WHAT IS BEING ASKED: If a line in the entries below includes "green", show that line.

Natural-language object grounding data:
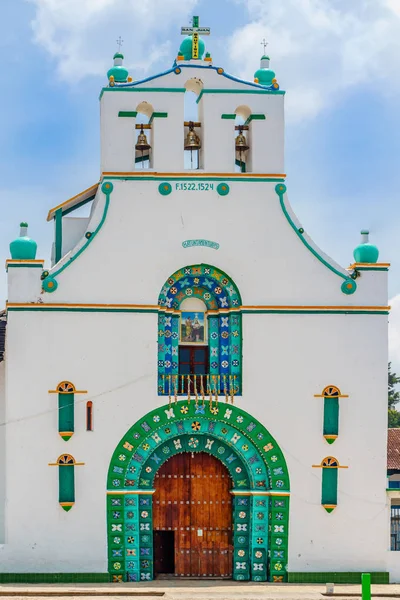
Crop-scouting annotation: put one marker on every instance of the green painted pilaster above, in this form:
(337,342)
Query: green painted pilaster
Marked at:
(259,533)
(241,537)
(279,537)
(329,488)
(66,486)
(331,419)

YOUR SOLUTION:
Crop-scouting annotation: put one marker on every instance of the green painted pilaster above, in this form:
Query: green painted pilaster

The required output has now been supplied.